**Textauszug**

Auf Zölle zu setzen, um Handelsungleichgewichte auszugleichen, ist dem Finanzanalysten zufolge nicht nur wirtschaftlich vereinfachend, sondern auch potenziell schädlich. Zölle könnten Vergeltungsmaßnahmen provozieren und die komplexen globalen Lieferketten stören, auf die moderne Volkswirtschaften angewiesen seien. Dieser Ansatz blende den enormen Einfluss der USA als größter Verbrauchermarkt aus. Anstatt diesen Vorteil in Verhandlungen strategisch zu nutzen, riskiere Trumps Politik, Handelspartner zu verprellen und die globale wirtschaftliche Stabilität zu untergraben.

**Datenblock**
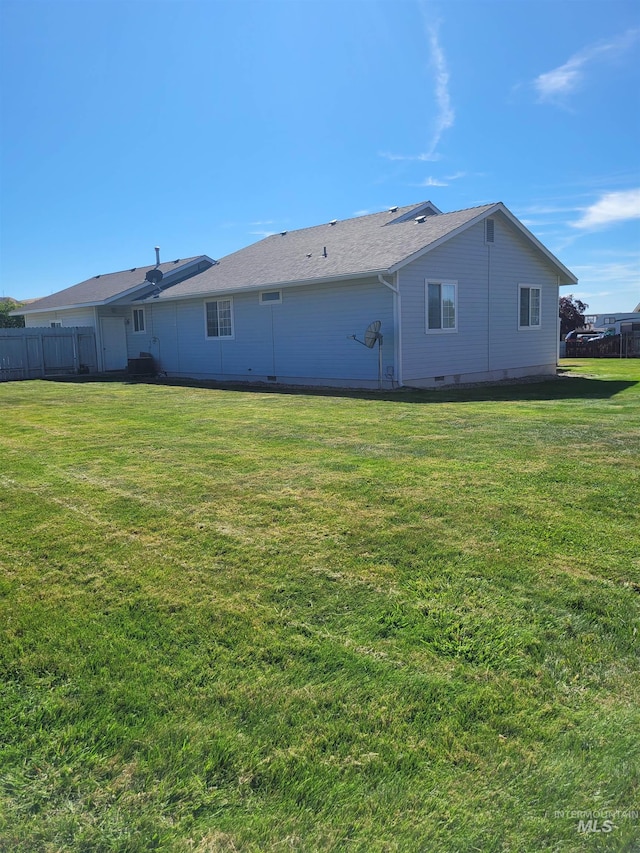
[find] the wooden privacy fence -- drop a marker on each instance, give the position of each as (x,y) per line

**Aufgaben**
a) Erläutern Sie in ein bis drei Sätzen, weshalb Zölle laut dem Textauszug zu Handelsungleichgewichten potenziell schädlich sind.
b) Geben Sie aus dem Textauszug zu Handelsungleichgewichten den Abschnitt wörtlich wieder, beginnend bei „Auf Zölle zu“ und endend bei „Stabilität zu untergraben.“.

**Antworten**
a) Zölle könnten Vergeltungsmaßnahmen provozieren. Zudem könnten sie die komplexen globalen Lieferketten stören, auf die moderne Volkswirtschaften angewiesen sind.

b)
Auf Zölle zu setzen, um Handelsungleichgewichte auszugleichen, ist dem Finanzanalysten zufolge nicht nur wirtschaftlich vereinfachend, sondern auch potenziell schädlich. Zölle könnten Vergeltungsmaßnahmen provozieren und die komplexen globalen Lieferketten stören, auf die moderne Volkswirtschaften angewiesen seien. Dieser Ansatz blende den enormen Einfluss der USA als größter Verbrauchermarkt aus. Anstatt diesen Vorteil in Verhandlungen strategisch zu nutzen, riskiere Trumps Politik, Handelspartner zu verprellen und die globale wirtschaftliche Stabilität zu untergraben.